** Opening SUPPLIED RECORDS block **

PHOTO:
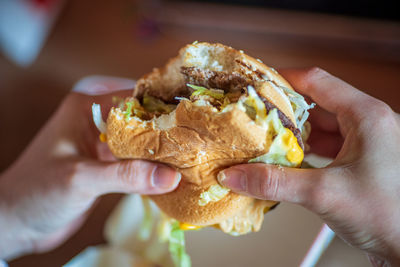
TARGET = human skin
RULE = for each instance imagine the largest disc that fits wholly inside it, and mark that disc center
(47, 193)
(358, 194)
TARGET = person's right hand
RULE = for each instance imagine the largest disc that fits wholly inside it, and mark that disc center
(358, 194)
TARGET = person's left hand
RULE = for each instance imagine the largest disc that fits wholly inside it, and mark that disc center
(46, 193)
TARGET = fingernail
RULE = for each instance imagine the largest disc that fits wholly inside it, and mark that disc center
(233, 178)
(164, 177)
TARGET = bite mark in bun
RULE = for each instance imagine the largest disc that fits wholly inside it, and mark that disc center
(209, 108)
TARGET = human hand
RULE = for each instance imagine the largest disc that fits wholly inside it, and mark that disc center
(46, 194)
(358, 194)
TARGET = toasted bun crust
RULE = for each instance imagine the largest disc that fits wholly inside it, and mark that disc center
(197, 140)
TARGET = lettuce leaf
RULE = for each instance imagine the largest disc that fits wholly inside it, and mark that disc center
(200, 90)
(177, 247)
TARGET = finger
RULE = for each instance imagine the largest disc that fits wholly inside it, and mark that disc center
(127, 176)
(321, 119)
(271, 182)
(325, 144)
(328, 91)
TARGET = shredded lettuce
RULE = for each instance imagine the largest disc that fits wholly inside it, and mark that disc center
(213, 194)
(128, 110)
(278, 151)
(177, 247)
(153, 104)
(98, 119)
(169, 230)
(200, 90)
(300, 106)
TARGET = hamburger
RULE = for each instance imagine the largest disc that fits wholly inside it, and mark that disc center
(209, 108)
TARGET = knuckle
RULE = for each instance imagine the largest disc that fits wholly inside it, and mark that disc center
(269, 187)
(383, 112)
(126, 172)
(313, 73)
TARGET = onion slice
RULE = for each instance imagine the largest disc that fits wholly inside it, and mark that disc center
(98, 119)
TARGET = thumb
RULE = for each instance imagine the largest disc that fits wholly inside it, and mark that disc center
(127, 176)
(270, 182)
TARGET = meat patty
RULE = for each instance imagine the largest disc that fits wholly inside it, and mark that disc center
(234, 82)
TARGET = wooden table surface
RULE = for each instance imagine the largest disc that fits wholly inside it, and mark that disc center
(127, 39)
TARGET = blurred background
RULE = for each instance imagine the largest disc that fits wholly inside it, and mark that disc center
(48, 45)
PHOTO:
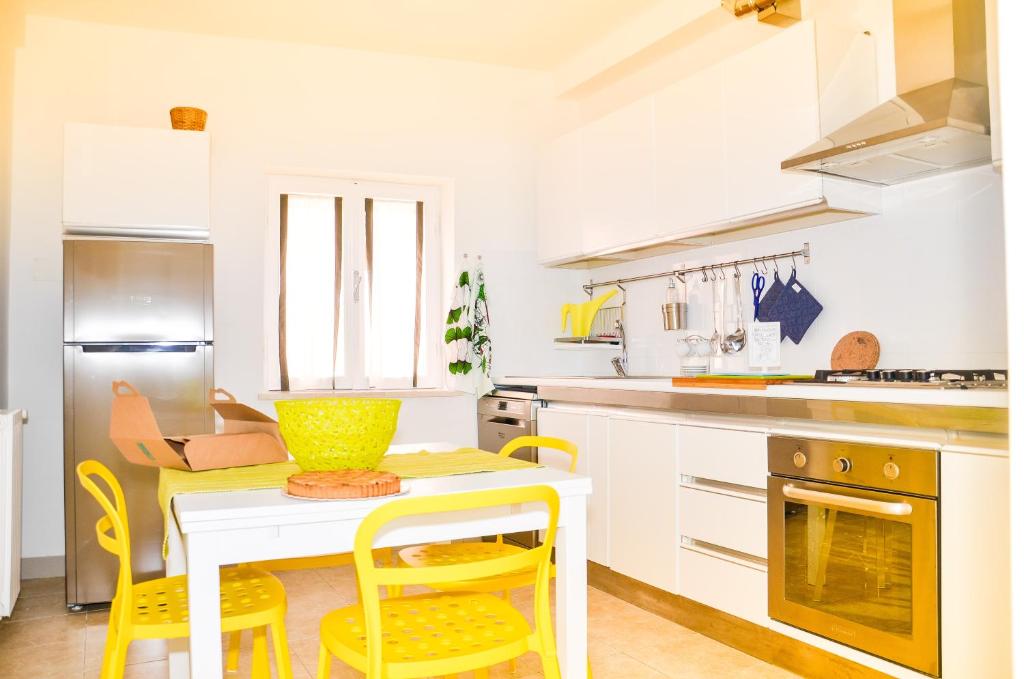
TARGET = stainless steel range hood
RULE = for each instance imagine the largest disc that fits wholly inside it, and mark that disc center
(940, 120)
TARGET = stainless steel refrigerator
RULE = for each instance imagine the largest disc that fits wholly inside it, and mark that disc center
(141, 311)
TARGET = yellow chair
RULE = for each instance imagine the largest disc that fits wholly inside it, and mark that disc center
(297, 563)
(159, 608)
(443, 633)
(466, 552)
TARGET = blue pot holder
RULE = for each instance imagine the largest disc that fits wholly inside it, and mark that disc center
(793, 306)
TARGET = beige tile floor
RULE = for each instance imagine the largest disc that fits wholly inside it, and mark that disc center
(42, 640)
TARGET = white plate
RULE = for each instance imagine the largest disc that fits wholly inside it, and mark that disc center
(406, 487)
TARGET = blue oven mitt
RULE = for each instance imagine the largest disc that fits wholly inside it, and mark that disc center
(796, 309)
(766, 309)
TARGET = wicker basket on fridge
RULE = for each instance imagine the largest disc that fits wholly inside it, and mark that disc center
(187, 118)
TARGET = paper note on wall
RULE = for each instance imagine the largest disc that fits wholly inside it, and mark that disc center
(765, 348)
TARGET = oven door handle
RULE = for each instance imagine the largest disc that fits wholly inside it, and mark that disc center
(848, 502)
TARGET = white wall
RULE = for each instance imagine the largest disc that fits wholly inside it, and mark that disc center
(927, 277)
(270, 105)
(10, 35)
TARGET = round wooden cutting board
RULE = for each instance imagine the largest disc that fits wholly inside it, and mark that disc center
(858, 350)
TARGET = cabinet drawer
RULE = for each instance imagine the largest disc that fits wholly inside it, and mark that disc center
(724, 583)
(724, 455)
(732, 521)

** Closing SUPPLIED RECORDS block **
** Opening SUPPLIED RECORDS block **

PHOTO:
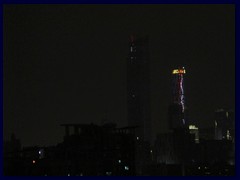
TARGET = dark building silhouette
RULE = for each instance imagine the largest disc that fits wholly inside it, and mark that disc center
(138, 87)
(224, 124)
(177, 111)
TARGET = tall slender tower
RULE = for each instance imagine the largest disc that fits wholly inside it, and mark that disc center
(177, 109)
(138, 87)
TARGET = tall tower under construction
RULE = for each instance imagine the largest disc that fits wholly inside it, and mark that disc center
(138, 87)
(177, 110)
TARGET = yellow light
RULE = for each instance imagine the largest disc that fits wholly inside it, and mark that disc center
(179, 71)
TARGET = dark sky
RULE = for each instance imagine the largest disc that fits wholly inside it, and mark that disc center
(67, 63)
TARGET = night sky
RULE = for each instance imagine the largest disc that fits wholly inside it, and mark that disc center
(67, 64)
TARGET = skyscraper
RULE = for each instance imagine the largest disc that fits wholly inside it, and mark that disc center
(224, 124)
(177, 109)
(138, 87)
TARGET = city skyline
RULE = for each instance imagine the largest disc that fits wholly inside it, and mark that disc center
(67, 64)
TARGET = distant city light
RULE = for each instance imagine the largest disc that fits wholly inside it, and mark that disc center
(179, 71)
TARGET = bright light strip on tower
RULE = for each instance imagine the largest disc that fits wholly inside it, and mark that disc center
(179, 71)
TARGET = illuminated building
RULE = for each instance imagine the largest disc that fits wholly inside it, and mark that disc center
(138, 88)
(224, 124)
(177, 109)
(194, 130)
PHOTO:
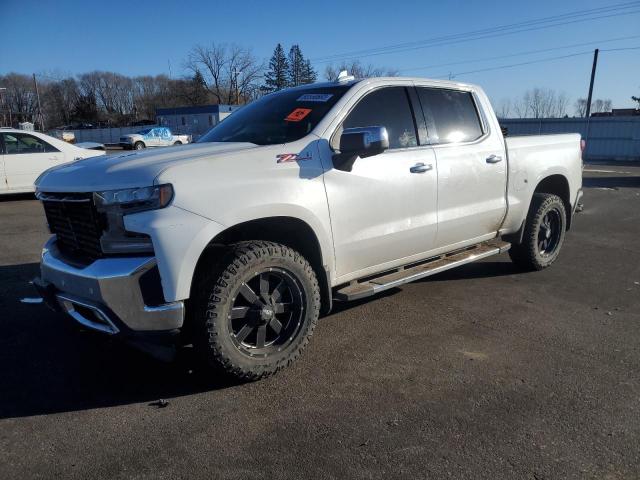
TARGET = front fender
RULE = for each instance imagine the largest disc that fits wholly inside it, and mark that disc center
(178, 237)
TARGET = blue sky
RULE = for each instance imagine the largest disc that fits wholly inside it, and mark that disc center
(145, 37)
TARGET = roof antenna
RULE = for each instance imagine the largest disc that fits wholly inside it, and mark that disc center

** Closing SUPPLIED RECORDS block **
** Opening SUPPLIED RECORDS block **

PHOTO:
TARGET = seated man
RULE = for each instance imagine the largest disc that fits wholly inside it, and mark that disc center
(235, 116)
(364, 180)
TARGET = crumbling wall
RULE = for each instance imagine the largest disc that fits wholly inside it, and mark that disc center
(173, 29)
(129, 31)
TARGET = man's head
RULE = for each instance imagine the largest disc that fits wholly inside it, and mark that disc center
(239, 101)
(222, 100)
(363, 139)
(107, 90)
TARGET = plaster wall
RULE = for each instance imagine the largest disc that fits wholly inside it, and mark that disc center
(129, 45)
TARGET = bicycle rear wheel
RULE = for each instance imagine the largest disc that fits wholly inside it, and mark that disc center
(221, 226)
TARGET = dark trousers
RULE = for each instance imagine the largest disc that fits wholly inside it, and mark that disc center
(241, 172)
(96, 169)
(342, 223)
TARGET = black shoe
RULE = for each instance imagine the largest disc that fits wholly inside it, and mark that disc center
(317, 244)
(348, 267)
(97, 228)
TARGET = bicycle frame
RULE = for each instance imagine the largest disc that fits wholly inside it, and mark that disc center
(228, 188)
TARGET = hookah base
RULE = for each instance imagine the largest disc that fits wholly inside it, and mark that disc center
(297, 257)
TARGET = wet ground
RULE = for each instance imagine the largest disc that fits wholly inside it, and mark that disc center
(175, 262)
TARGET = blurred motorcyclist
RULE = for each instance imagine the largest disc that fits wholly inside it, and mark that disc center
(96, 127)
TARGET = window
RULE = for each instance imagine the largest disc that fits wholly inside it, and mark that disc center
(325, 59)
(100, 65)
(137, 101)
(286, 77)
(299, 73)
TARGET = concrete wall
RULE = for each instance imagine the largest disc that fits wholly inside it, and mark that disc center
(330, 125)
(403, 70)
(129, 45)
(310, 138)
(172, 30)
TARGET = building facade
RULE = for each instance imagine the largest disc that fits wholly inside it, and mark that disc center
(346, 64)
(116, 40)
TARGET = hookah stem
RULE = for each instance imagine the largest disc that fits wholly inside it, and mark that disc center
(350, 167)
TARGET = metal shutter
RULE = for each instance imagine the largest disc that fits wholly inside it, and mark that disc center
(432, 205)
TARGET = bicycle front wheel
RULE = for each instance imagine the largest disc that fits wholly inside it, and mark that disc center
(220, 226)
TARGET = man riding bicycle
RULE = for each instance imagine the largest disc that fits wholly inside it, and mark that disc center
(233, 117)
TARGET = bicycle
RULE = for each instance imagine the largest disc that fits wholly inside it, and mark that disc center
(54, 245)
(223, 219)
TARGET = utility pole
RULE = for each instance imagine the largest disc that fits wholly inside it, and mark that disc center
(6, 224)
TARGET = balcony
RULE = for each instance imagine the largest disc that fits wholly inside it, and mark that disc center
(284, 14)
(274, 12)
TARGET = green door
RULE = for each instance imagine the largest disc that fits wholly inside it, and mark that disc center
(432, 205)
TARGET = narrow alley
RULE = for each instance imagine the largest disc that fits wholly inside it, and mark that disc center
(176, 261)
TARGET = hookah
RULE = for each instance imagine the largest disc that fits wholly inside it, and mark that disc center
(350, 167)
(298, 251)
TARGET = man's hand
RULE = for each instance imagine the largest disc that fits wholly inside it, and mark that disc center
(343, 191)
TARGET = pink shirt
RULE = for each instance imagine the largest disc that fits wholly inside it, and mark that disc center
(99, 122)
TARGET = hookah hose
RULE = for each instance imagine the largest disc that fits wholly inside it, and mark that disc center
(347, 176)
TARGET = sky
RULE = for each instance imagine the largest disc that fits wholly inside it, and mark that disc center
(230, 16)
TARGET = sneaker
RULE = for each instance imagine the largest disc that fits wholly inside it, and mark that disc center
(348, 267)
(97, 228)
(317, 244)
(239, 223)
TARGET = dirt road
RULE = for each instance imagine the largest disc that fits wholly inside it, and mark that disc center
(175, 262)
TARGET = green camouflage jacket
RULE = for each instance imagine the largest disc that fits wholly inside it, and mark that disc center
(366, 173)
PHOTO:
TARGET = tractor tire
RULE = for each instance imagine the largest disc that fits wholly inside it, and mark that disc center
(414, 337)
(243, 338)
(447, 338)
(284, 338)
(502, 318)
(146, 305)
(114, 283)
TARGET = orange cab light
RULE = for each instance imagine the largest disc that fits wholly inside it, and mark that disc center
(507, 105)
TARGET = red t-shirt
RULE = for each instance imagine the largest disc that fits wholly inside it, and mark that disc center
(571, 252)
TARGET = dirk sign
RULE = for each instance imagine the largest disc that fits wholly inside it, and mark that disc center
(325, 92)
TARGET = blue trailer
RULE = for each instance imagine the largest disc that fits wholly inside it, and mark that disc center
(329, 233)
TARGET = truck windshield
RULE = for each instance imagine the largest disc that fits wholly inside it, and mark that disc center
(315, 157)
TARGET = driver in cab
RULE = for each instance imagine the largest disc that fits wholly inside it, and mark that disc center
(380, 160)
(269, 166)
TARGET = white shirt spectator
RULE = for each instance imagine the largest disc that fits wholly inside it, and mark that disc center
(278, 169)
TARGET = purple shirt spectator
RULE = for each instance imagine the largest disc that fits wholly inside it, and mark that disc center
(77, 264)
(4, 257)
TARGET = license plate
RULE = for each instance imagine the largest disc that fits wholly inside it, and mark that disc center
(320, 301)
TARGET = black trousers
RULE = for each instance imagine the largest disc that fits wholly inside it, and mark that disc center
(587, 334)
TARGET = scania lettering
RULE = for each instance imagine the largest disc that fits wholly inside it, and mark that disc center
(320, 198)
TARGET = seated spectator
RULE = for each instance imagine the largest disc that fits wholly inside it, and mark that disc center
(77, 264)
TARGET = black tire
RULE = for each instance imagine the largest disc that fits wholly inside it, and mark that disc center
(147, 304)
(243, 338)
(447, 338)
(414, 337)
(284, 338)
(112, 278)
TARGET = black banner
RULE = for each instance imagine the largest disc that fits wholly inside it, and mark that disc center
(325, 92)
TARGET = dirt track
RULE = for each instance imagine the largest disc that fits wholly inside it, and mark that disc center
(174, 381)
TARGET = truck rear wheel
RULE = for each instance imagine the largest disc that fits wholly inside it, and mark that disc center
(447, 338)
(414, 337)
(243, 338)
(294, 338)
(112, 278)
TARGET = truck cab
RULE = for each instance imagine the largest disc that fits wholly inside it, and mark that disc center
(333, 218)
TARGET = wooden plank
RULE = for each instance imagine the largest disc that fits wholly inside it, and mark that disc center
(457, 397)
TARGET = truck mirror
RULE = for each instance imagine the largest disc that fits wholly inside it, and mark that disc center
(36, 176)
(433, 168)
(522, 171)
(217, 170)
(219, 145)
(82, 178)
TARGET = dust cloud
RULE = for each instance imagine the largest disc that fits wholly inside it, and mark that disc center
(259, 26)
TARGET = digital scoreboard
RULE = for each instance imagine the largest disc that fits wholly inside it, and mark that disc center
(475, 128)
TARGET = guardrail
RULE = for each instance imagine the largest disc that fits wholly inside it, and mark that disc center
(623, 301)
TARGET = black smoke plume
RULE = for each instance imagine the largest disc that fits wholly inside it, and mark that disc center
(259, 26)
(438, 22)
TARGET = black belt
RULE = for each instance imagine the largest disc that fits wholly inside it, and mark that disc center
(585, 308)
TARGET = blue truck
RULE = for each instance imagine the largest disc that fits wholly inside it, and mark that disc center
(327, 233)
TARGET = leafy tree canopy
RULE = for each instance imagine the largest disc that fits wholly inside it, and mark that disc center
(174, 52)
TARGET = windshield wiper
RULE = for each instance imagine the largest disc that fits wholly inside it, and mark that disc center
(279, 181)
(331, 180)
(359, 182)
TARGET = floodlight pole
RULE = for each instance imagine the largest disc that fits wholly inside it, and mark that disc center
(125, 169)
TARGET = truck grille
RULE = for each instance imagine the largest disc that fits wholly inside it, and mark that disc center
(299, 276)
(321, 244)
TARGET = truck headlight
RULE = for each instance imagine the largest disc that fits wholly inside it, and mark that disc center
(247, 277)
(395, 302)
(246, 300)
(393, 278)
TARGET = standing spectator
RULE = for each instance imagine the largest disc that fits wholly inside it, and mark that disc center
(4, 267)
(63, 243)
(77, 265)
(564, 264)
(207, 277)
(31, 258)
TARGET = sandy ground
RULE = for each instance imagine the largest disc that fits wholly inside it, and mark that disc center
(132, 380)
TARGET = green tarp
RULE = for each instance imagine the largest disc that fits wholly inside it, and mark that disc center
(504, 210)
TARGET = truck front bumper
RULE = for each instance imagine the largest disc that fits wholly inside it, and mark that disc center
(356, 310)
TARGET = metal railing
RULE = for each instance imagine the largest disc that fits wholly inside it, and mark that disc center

** Closing SUPPLIED RECORDS block **

▸ WORK INSTRUCTION
The answer should be a single number: how many lines of the entries hold "building".

▸ ANSWER FOR THIS EXERCISE
3